TASKS TO PERFORM:
- 1) Using the EQA results scraper description below, answer each question briefly.
(a) Which organization provides external quality assessment services for UK clinical laboratories?
(b) In what file format is the report given to laboratories?
(c) In what structure does the scraper return the values it extracts?
- 2) Write the next part of the EQA results scraper description below, picking up after its final sentence.

TEXT SEGMENT:
========================

# EQA results scraper

UKNEQAS provide external quality assessment (EQA) services for UK clinical laboratories. 

Laboratories submit results that are compared against target values, and a PDF report is provided.

Sometimes, a laboratory may wish to use the results and target values for other purposes (for example, if the EQA samples are analysed as part of a validation of a new method). However, it is not easy to quickly get this information from a PDF file.

The EQA results scraper opens UKNEQAS reports, extracts the distribution, results and target values and returns these values in a Pandas dataframe.

========================

EXCERPTED RECORDS:
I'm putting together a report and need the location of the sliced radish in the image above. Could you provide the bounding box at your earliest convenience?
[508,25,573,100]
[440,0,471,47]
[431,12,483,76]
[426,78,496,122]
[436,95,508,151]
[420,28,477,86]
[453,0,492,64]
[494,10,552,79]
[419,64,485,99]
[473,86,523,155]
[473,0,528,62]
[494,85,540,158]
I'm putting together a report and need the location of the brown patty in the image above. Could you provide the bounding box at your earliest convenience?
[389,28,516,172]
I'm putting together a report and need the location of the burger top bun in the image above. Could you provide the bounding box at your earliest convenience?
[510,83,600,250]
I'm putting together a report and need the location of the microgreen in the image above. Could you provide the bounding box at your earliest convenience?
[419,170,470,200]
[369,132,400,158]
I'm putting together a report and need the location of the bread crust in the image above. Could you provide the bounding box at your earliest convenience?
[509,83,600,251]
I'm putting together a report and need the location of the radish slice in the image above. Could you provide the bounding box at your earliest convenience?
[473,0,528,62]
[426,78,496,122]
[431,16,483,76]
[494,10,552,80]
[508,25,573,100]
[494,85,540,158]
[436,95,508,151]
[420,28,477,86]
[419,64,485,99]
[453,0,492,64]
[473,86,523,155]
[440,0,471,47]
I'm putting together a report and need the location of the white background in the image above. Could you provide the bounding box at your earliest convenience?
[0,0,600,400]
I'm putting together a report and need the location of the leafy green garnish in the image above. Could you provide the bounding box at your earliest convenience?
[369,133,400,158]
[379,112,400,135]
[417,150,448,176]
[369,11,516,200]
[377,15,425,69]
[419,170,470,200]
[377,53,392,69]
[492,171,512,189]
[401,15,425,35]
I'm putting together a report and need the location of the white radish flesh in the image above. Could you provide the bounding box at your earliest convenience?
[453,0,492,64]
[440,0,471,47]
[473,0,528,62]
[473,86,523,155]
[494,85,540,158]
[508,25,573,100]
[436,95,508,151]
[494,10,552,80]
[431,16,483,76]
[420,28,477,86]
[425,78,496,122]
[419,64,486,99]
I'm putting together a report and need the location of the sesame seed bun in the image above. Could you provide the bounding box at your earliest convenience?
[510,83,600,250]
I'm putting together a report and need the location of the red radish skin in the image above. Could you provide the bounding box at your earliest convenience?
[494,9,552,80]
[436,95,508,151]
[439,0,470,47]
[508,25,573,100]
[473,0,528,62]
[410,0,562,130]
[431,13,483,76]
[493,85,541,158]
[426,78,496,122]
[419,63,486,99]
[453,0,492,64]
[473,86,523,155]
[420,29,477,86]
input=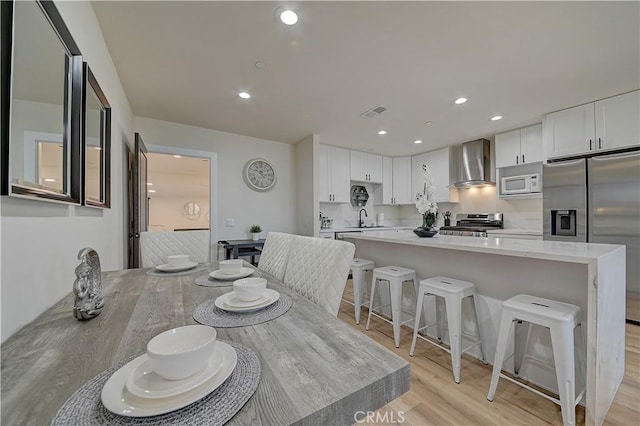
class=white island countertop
[348,230,626,425]
[349,230,624,264]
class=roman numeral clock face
[242,158,276,191]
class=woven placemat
[147,263,211,277]
[51,341,261,426]
[193,293,293,328]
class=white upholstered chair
[140,230,210,268]
[258,232,296,281]
[283,236,356,316]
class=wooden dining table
[1,263,410,425]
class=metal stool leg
[389,281,403,348]
[364,272,378,330]
[409,291,424,356]
[487,313,512,401]
[351,268,366,324]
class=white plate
[156,262,198,272]
[126,348,223,399]
[214,288,280,312]
[224,289,269,308]
[209,266,255,280]
[100,342,238,417]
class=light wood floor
[338,280,640,426]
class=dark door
[129,133,149,268]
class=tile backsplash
[320,184,542,233]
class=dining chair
[258,232,296,281]
[283,236,356,316]
[140,230,210,268]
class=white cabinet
[544,90,640,158]
[380,157,393,204]
[411,148,459,203]
[350,151,382,183]
[379,157,413,205]
[318,145,349,203]
[393,157,415,204]
[495,124,544,168]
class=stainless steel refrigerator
[542,150,640,322]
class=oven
[439,213,504,238]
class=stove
[439,213,504,237]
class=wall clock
[242,158,276,191]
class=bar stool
[365,266,418,348]
[343,257,376,324]
[487,294,586,425]
[409,277,487,383]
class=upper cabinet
[411,147,459,203]
[544,90,640,158]
[350,151,382,183]
[393,157,414,204]
[376,157,414,205]
[319,144,349,203]
[495,124,544,168]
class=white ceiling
[93,1,640,155]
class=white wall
[134,117,297,240]
[0,1,133,341]
[295,135,320,236]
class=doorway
[129,138,218,268]
[147,152,211,232]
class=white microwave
[500,173,542,195]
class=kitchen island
[352,231,625,425]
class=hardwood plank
[338,280,640,426]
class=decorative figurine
[73,247,104,320]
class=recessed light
[280,9,298,25]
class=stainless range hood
[454,139,495,188]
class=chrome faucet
[358,209,369,228]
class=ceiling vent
[360,105,389,118]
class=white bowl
[233,277,267,302]
[147,325,217,380]
[219,259,243,275]
[167,254,190,266]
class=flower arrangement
[416,164,438,229]
[249,223,262,241]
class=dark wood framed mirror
[0,0,83,204]
[82,62,111,208]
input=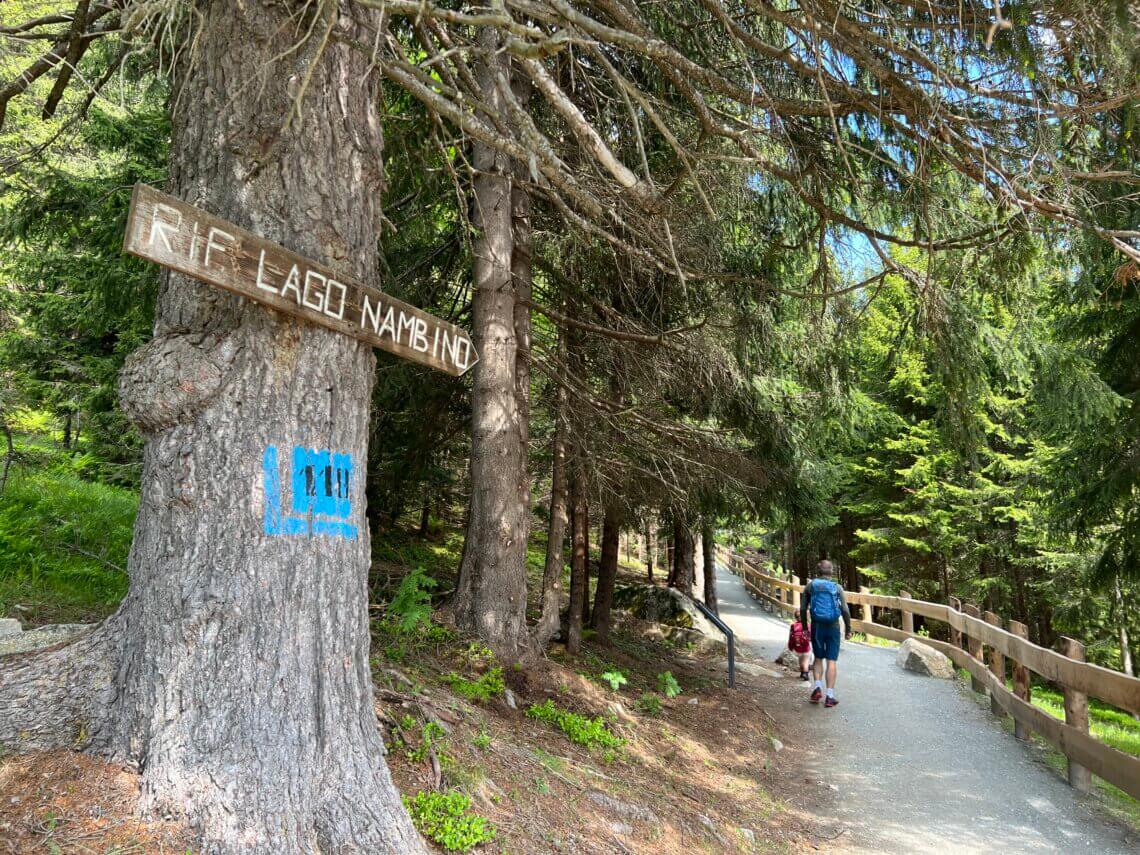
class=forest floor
[0,531,833,855]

========================

EXERCISE RESULTS:
- 1)
(a) UKNEQAS
(b) PDF
(c) A Pandas dataframe

- 2)
The scraper has been tested with the following Birmingham Quality UKNEQAS schemes:
* Newborn British Isles
* Clinical Chemistry
* Immunosuppressants
* Urinary Catecholamines & Metabolites

In [1]:
import PyPDF2
import pandas as pd
import tabula

## Extract distribution summary from EQA report

Opens a UKNEQAS report, and extracts the results and target values as a Pandas dataframe.

Please note, this assumes that there are three samples per distribution in order to copy missing analyte names to subsequent rows.

In [2]:
def EQADistSum(file):
    
    #Open and read the PDF file, and create an emptry Pandas dataframe
    pdfFileObj = open(file, 'rb')
    pdfReader = PyPDF2.PdfFileReader(pdfFileObj)
    df = pd.DataFrame()

    #Open each page in the PDF document and extract text
    for page in range(1, pdfReader.numPages):
        pageObj = pdfReader.getPage(page)
        text = pageObj.extractText()
        
    #If the page contains the distribution summary...
        if 'Distribution Summary' in text:
            # ... read the distribution summary table
            dist_sum = tabula.read_pdf(file, stream=True, pages=(page+1)
                        ,area=(19,0,75,40), relative_area=True
                        )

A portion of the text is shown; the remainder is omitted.